## Begin

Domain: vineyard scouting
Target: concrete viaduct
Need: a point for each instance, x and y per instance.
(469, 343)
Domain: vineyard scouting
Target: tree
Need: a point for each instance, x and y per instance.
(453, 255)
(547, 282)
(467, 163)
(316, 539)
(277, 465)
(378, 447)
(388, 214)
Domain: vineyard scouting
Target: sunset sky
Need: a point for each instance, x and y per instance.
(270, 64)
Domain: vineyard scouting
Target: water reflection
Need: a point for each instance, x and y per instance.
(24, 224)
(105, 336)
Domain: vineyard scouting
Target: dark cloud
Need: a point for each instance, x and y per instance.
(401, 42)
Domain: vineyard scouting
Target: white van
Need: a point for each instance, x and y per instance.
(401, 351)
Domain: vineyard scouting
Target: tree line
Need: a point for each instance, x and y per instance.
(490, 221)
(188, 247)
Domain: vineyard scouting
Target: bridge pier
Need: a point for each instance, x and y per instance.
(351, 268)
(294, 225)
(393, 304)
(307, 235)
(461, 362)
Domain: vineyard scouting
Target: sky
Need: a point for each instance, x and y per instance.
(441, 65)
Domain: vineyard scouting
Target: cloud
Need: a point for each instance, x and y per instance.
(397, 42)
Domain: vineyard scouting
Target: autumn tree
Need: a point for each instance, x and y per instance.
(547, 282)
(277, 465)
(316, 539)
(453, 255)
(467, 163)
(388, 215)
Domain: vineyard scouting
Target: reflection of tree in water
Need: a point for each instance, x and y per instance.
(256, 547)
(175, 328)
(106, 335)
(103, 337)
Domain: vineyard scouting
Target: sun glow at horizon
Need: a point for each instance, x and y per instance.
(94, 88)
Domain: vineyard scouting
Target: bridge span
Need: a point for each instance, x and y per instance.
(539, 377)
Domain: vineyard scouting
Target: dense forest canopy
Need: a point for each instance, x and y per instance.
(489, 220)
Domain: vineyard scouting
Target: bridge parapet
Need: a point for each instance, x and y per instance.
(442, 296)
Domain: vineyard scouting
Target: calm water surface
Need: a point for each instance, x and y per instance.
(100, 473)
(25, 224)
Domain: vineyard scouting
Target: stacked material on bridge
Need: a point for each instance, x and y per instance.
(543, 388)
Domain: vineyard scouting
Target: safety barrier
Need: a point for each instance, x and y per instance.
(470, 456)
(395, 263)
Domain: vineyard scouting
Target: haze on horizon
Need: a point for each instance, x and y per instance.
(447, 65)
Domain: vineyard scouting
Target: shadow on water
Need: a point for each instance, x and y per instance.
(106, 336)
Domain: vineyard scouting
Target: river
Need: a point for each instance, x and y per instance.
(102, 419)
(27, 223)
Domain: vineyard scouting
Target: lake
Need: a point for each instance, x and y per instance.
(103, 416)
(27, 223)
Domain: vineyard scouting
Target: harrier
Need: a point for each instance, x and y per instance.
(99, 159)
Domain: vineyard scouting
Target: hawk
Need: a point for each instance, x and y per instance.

## End

• **Work to be completed**
Pull out each line of the rows above that contains the string "reflection", treating uppercase and lowercase as different.

• **Exercise response**
Target: water reflection
Target: reflection of tree in water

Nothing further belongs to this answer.